* BEGIN DATA *
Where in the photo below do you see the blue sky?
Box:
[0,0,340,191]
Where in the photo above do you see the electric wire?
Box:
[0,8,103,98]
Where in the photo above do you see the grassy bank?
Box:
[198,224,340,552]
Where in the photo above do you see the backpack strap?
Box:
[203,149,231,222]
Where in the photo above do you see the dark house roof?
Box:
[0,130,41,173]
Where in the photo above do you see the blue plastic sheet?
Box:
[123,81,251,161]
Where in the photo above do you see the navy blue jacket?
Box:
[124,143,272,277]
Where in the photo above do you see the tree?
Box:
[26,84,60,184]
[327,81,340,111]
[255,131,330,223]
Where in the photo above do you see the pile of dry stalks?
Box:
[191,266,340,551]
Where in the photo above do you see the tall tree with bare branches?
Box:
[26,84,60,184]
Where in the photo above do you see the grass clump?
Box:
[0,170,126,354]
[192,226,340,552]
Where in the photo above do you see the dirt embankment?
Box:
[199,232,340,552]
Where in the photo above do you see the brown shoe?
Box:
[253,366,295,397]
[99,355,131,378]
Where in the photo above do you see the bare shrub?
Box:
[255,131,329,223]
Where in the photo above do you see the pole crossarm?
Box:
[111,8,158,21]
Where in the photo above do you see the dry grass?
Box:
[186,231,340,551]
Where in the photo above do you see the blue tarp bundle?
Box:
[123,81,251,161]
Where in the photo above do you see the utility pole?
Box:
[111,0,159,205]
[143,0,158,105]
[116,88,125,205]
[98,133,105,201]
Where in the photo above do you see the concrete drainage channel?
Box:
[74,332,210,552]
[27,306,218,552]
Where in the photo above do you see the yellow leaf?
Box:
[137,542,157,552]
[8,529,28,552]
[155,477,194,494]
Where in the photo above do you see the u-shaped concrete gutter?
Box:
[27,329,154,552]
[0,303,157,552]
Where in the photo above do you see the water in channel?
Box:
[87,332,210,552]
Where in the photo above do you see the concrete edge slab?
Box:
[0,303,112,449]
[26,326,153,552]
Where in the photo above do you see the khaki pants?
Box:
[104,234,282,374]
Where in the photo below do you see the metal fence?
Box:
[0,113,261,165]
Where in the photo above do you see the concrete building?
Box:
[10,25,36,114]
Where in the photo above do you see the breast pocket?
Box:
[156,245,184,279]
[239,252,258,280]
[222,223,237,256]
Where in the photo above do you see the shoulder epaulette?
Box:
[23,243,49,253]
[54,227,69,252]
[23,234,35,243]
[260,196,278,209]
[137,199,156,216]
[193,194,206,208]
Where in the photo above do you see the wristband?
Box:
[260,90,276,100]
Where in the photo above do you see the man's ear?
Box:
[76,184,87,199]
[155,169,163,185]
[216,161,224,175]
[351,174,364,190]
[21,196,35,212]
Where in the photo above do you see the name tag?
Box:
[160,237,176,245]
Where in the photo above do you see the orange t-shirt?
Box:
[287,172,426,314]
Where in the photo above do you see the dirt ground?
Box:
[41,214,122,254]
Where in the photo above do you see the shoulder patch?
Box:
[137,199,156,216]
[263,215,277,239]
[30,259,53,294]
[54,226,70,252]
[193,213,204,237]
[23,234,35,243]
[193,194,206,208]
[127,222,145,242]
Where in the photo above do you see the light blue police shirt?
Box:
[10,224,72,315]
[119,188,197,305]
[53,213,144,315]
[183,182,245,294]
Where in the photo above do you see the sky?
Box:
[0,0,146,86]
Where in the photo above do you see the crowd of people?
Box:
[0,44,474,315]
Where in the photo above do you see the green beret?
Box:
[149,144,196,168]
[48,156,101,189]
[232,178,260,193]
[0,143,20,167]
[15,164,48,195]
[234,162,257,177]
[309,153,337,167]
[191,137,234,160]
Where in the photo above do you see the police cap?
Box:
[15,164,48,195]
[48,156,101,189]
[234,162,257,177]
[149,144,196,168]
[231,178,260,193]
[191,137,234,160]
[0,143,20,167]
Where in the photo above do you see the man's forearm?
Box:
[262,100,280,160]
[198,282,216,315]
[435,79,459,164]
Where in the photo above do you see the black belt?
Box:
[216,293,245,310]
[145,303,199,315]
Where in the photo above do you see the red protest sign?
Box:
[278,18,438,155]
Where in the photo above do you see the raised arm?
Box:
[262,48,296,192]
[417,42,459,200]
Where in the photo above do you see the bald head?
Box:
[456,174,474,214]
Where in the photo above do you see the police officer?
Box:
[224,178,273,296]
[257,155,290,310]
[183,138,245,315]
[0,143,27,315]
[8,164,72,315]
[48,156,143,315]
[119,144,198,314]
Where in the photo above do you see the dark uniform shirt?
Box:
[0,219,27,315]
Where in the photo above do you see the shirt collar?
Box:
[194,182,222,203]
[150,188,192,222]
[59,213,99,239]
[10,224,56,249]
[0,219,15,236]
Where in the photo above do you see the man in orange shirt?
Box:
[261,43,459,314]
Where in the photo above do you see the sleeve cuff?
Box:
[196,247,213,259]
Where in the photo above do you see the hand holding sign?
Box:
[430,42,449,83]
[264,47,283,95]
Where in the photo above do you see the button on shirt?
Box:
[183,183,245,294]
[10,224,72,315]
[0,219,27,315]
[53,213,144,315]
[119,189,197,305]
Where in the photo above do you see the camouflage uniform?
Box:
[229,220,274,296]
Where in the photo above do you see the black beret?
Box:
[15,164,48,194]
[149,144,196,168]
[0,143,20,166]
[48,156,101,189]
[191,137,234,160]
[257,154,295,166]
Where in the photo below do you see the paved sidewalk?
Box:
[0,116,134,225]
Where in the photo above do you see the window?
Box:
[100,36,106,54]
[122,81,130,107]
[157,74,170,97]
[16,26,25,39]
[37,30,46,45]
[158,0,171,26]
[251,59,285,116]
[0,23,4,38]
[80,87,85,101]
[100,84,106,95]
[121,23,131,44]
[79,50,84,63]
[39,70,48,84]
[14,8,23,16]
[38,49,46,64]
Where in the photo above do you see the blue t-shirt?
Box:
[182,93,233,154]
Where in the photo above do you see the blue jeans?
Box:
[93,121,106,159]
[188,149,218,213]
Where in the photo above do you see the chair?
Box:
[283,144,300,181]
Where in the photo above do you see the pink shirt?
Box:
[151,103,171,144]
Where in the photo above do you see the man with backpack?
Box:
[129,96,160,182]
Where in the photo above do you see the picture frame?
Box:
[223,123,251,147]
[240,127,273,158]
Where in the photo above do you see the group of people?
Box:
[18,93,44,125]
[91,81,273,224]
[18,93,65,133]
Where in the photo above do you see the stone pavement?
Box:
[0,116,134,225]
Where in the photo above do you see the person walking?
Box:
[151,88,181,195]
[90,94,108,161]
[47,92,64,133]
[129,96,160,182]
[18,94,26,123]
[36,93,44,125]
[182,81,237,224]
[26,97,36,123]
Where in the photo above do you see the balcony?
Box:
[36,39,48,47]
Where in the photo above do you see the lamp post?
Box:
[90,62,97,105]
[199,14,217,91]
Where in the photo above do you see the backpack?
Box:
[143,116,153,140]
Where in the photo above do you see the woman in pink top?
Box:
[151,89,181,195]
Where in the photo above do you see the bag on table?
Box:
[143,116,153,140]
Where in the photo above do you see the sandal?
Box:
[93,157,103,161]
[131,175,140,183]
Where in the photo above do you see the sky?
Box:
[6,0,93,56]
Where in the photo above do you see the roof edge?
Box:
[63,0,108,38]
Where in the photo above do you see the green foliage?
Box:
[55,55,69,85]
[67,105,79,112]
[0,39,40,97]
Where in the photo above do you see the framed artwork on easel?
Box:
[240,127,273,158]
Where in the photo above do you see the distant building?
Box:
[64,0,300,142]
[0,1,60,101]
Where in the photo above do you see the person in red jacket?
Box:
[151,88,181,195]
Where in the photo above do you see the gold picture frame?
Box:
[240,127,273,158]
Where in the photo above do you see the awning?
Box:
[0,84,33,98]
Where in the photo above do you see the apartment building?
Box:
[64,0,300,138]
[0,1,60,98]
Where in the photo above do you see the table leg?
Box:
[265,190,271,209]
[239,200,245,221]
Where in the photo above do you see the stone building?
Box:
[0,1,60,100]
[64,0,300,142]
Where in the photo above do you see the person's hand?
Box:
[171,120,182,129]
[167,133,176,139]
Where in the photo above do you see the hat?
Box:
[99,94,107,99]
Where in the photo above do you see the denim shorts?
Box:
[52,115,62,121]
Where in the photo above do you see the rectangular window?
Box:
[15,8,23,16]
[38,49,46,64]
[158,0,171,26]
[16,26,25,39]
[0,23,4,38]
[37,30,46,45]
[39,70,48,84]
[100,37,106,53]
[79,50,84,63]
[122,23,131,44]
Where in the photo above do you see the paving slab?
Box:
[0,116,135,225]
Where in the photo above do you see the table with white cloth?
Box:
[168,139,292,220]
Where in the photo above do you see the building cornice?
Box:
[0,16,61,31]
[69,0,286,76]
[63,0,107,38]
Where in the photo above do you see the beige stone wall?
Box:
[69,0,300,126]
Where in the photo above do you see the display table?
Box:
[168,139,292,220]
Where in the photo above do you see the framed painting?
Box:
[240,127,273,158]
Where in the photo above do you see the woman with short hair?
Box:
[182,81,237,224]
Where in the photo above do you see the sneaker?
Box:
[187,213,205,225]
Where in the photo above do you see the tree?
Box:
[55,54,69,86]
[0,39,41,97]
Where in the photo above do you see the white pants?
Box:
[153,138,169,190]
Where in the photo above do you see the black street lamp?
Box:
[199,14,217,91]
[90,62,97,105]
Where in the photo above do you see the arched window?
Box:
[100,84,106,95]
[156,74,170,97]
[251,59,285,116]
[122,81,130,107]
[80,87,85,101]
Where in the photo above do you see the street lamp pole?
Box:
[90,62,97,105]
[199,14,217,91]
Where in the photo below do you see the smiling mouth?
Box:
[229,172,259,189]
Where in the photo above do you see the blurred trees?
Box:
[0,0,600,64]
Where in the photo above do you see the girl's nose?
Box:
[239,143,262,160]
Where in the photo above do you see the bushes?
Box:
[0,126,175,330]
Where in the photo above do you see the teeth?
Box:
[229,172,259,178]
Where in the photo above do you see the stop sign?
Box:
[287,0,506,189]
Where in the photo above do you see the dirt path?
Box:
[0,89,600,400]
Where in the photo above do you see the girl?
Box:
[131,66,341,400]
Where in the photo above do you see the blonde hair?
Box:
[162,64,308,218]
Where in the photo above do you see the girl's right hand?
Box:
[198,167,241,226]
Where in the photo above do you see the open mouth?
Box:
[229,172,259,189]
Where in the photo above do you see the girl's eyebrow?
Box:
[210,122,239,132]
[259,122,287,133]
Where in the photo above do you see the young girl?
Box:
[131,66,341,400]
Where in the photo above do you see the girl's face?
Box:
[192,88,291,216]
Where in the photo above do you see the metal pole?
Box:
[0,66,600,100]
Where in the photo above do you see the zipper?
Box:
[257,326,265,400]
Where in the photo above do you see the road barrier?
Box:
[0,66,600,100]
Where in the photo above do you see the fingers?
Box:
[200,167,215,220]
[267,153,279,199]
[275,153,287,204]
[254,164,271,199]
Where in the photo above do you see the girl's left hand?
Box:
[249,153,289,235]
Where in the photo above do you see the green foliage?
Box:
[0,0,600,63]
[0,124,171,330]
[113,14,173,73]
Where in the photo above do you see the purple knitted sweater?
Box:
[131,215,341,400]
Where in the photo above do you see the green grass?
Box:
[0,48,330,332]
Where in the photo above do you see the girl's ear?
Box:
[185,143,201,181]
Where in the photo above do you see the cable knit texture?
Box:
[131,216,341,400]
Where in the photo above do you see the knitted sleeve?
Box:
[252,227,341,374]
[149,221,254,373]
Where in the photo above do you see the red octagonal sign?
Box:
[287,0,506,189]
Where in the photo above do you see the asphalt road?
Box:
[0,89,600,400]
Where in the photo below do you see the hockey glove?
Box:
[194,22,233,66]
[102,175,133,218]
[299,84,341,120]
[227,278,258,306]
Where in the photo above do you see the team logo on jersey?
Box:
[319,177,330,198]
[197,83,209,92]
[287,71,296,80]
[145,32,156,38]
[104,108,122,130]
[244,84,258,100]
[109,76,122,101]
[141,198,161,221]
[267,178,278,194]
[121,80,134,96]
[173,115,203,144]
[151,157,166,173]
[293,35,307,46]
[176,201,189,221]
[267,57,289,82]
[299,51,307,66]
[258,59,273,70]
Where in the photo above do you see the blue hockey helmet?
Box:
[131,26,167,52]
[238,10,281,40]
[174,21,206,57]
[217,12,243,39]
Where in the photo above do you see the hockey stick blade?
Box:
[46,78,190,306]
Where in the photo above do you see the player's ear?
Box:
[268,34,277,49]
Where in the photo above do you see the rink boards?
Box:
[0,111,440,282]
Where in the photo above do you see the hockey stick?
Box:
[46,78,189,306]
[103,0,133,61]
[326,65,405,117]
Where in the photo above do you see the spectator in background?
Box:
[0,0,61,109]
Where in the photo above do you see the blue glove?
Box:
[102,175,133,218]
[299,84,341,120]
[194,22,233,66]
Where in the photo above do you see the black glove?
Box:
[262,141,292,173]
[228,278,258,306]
* END DATA *
- **WHAT TO DO**: Write out the rows again, starting with the first line and going on through the line with "[27,306,218,552]", requests included. Shift every box coordinate by adding 143 to it.

- **OUTPUT OF THE EXERCISE**:
Where in the photo below do you see the blue sky?
Box:
[143,143,483,334]
Where in the photo above do you see the electric wire?
Box:
[143,151,246,241]
Where in the photo above do you see the grassy bank?
Box:
[341,367,483,695]
Where in the photo above do you see the backpack strap?
Box:
[346,292,374,365]
Where in the photo above do you see the dark house roof?
Box:
[143,273,184,316]
Where in the photo above do you see the blue plastic sheet?
Box:
[266,224,394,304]
Where in the photo above do you see the navy blue jacket?
Box:
[267,286,415,420]
Where in the photo above do you see the tree?
Box:
[169,227,203,327]
[470,224,483,254]
[398,274,473,366]
Where in the photo above do you see the pile of dry stalks?
Box:
[334,409,483,694]
Where in the photo above do you see the tall tree with bare branches?
Box:
[169,227,203,327]
Where in the photo above do you see the grass clump?
Box:
[143,313,269,497]
[335,369,483,695]
Where in the photo above do you see the dirt embankment?
Box:
[342,375,483,695]
Where in the photo above do you see the brown shoe?
Box:
[396,509,438,540]
[242,498,274,521]
Where in the photo above do you see the bare shrub?
Box:
[398,274,472,366]
Where in the photo above do you see the pole crossarm?
Box:
[254,151,301,164]
Where in the photo above do you see the dry grass?
Box:
[329,374,483,694]
Where in the photo above do you see the blue tarp bundle?
Box:
[266,224,394,304]
Where in the photo above do you see the utility pole?
Box:
[254,143,302,348]
[286,143,301,248]
[259,231,268,348]
[241,276,248,344]
Where in the photo above do you see the concrete drainage channel?
Box:
[217,475,353,695]
[170,449,361,695]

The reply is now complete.